*Fragmento del texto:*
El nuevo régimen castiga con cárcel el hecho de nombrar a Juan Domingo Perón y a María Eva Duarte, y de exhibir los símbolos partidarios “creados y por crearse”. Durante años, el periodismo escrito y radial se referirá al general derrocado como “el dictador depuesto” y “el tirano prófugo”.
Se destruyen monumentos y se queman libros escolares. La Ciudad Infantil Evita es arrasada y se clausura la Fundación de Ayuda Social Eva Perón. El militar que asume como interventor elabora un informe en el que menciona el derroche peronista que significaba darles de comer carne y pescado todos los días a los chicos y, además, bañarlos y ponerles agua de colonia. El interventor contrata una cuadrilla para romper a martillazos toda la vajilla con el sello de la institución.

*Consigna:* Resume en dos oraciones el fragmento sobre las medidas del nuevo régimen contra el peronismo.

*Extracto de datos:*

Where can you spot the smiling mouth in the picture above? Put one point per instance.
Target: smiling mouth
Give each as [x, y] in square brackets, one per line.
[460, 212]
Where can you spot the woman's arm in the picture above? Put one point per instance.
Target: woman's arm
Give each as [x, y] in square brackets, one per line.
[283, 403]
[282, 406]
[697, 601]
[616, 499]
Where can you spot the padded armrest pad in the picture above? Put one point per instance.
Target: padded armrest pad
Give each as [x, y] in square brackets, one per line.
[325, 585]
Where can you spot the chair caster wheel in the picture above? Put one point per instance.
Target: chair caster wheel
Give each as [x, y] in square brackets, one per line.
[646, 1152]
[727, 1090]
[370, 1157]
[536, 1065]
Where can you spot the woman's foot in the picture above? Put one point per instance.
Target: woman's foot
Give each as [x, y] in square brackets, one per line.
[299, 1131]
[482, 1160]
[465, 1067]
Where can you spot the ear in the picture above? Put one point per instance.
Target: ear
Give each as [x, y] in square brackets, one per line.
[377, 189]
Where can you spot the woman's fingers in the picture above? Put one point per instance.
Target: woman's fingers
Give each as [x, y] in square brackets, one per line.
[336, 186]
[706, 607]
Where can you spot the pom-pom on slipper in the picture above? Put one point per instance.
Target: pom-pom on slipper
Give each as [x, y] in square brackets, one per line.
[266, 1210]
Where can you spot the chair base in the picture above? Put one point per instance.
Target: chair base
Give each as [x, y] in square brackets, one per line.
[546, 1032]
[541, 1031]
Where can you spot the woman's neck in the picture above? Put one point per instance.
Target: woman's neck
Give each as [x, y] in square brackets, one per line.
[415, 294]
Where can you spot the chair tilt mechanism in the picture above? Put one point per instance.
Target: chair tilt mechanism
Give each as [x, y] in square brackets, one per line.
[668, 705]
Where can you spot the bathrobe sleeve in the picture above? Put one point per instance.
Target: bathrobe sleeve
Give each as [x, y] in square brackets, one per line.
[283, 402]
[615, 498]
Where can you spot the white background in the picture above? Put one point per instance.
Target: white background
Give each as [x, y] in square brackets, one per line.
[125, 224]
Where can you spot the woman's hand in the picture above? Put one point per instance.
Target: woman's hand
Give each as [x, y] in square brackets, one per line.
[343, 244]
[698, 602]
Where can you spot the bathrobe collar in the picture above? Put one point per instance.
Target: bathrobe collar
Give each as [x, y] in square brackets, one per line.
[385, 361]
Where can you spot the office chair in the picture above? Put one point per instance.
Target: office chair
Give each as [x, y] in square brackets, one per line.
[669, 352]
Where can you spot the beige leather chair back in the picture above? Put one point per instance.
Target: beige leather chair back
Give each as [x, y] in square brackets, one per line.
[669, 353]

--

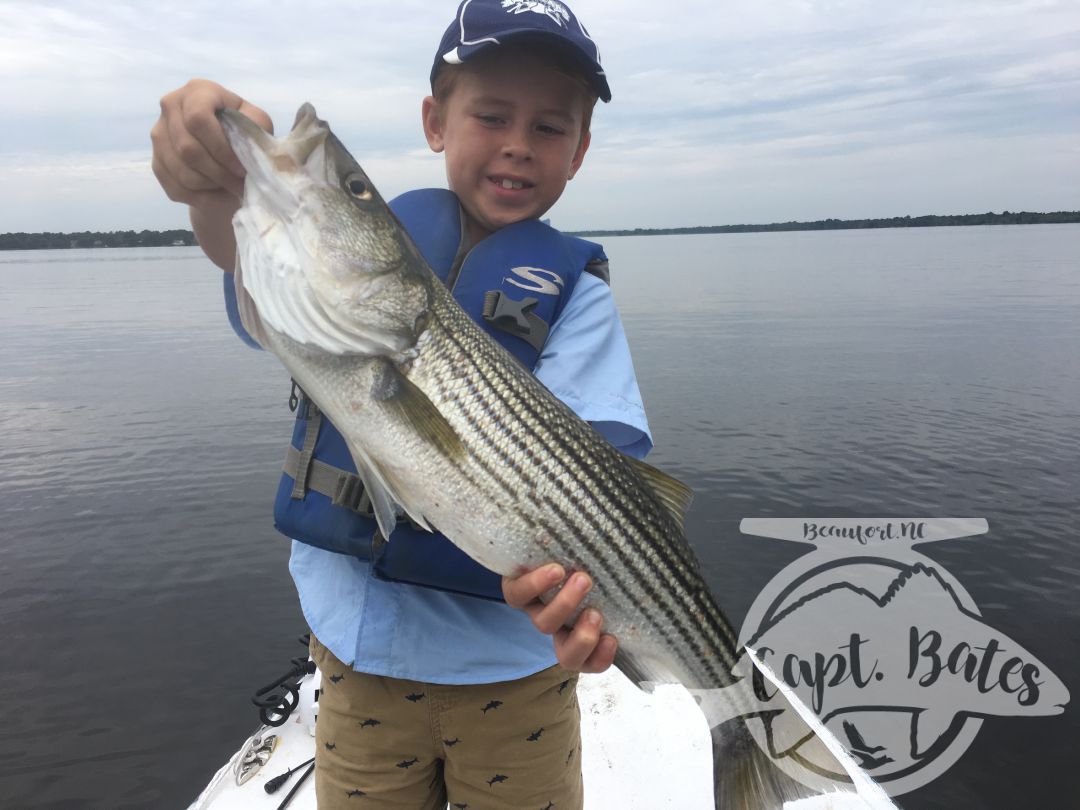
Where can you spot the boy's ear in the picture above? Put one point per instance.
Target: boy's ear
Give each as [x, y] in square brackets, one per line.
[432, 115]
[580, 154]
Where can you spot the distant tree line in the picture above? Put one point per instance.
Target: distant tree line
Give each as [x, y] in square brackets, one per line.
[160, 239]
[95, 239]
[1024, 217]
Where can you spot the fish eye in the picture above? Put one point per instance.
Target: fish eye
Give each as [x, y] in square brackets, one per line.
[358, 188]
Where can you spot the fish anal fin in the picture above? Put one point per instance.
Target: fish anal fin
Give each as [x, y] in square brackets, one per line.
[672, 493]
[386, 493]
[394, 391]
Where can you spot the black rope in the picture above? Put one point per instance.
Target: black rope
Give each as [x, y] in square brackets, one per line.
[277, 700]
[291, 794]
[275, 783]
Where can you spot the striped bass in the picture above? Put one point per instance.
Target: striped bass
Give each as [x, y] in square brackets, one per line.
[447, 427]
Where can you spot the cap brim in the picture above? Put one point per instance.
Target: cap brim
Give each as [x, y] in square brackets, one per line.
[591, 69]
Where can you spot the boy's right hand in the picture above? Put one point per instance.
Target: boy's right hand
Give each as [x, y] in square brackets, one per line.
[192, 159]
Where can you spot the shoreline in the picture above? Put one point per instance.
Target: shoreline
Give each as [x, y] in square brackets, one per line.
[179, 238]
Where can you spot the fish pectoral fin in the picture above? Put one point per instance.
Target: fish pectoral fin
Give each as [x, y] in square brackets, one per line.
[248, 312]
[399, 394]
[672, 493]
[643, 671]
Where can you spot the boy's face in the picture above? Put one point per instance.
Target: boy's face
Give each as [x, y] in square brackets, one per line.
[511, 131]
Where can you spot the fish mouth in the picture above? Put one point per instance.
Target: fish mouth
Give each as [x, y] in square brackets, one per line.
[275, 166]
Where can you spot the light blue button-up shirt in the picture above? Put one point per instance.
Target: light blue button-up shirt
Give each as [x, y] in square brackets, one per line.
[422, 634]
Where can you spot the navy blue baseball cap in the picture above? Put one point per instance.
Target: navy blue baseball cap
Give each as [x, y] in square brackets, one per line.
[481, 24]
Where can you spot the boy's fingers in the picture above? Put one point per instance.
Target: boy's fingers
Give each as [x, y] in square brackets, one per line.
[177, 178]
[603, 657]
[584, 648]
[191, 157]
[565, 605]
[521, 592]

*Respuesta:* El nuevo régimen castiga con cárcel nombrar a Juan Domingo Perón y a María Eva Duarte o mostrar los símbolos del partido, y durante años la prensa escrita y la radio llaman al general derrocado "el dictador depuesto" y "el tirano prófugo". Además, se destruyen monumentos, se queman libros escolares, se arrasa la Ciudad Infantil Evita y se cierra la Fundación de Ayuda Social Eva Perón, cuyo interventor militar califica de derroche dar a los chicos carne y pescado todos los días y manda romper a martillazos toda la vajilla con el sello de la institución.